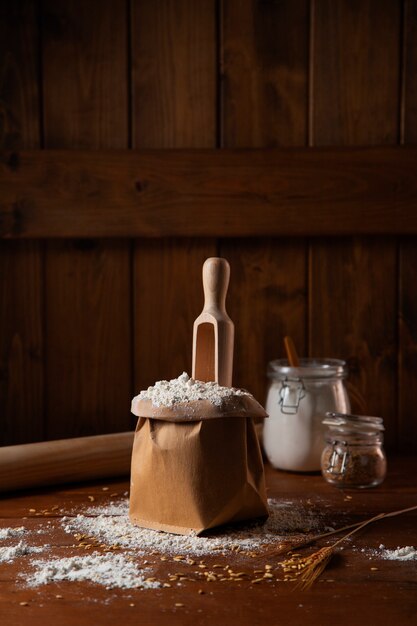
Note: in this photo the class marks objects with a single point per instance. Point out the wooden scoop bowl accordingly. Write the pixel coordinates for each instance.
(213, 332)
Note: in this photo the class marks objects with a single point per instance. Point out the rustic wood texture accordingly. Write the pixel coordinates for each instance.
(174, 106)
(88, 313)
(199, 193)
(264, 65)
(408, 249)
(349, 586)
(301, 227)
(353, 282)
(21, 281)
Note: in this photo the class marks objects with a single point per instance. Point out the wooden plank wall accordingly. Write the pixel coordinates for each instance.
(86, 323)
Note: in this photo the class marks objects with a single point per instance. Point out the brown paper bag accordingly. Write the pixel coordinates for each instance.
(196, 466)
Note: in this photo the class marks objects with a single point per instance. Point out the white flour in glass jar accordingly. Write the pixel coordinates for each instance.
(297, 401)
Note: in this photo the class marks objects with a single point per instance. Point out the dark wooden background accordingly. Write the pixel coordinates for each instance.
(86, 323)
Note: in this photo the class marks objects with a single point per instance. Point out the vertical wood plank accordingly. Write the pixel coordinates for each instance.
(87, 282)
(21, 280)
(174, 105)
(354, 91)
(408, 250)
(264, 74)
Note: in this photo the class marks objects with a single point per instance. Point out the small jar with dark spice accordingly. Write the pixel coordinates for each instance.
(353, 456)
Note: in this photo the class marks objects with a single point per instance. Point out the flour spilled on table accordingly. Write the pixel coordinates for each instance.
(10, 553)
(8, 533)
(407, 553)
(110, 570)
(111, 525)
(106, 528)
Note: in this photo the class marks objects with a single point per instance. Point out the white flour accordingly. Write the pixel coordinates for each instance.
(108, 526)
(186, 389)
(7, 555)
(8, 533)
(109, 570)
(112, 526)
(408, 553)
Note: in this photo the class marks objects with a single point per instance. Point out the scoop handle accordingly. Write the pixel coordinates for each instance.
(216, 275)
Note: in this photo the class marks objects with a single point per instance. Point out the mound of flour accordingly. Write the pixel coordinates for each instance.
(186, 389)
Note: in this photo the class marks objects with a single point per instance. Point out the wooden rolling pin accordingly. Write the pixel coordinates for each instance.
(65, 460)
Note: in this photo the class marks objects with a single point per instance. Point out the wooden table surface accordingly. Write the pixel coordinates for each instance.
(349, 591)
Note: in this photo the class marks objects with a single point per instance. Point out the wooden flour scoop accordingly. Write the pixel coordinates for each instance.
(213, 332)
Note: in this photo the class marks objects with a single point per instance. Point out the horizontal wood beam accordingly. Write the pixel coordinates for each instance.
(199, 193)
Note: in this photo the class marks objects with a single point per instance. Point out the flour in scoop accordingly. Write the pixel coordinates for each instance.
(185, 389)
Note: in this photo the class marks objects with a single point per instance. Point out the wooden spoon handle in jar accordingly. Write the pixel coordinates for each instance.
(292, 355)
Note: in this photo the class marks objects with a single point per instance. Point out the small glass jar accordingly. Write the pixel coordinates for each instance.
(354, 456)
(297, 401)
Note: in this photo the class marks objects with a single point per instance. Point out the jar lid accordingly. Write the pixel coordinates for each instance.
(345, 423)
(309, 369)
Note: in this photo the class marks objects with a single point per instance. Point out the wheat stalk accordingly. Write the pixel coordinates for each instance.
(306, 570)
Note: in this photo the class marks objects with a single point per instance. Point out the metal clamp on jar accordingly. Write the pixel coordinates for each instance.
(297, 401)
(353, 455)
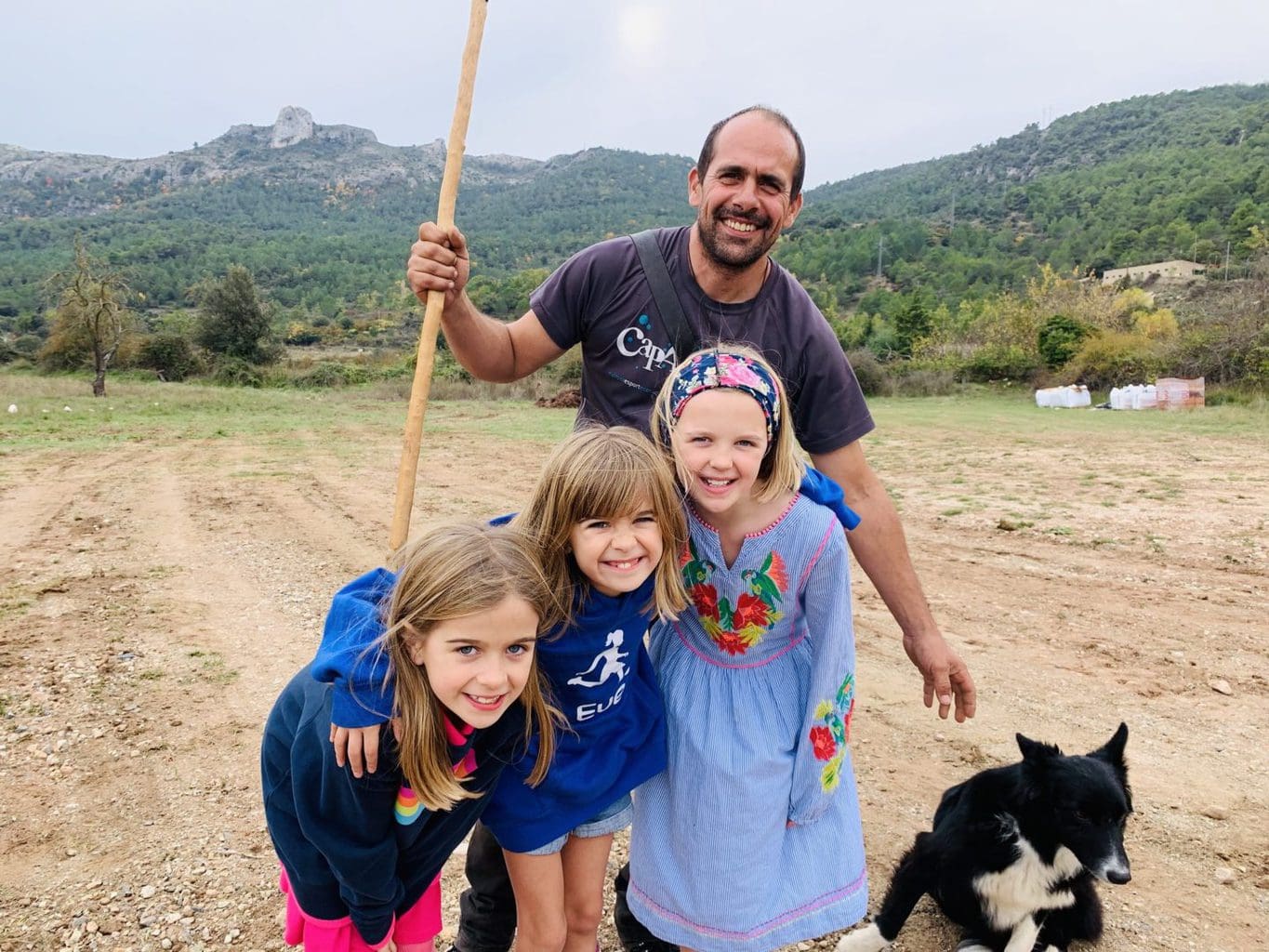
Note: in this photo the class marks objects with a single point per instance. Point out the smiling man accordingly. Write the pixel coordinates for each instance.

*Required task*
Could you edit the listing starting with the line with "out the metal" and going on through the end of the listing, replacing "pixel coordinates" with "x and y coordinates" and leaving everything else unchanged? Give only those lines back, without the pictures.

*Exercise response*
Note: in this photo the class marks objects with a single point per instance. Point out the metal clamp on jar accordingly. Write the x and y coordinates for each instance.
(297, 401)
(353, 455)
Note: in this photo the class marks objects with a single point per instance. Point out the smiling man accordingly. Write the x and y coordinates for each instance.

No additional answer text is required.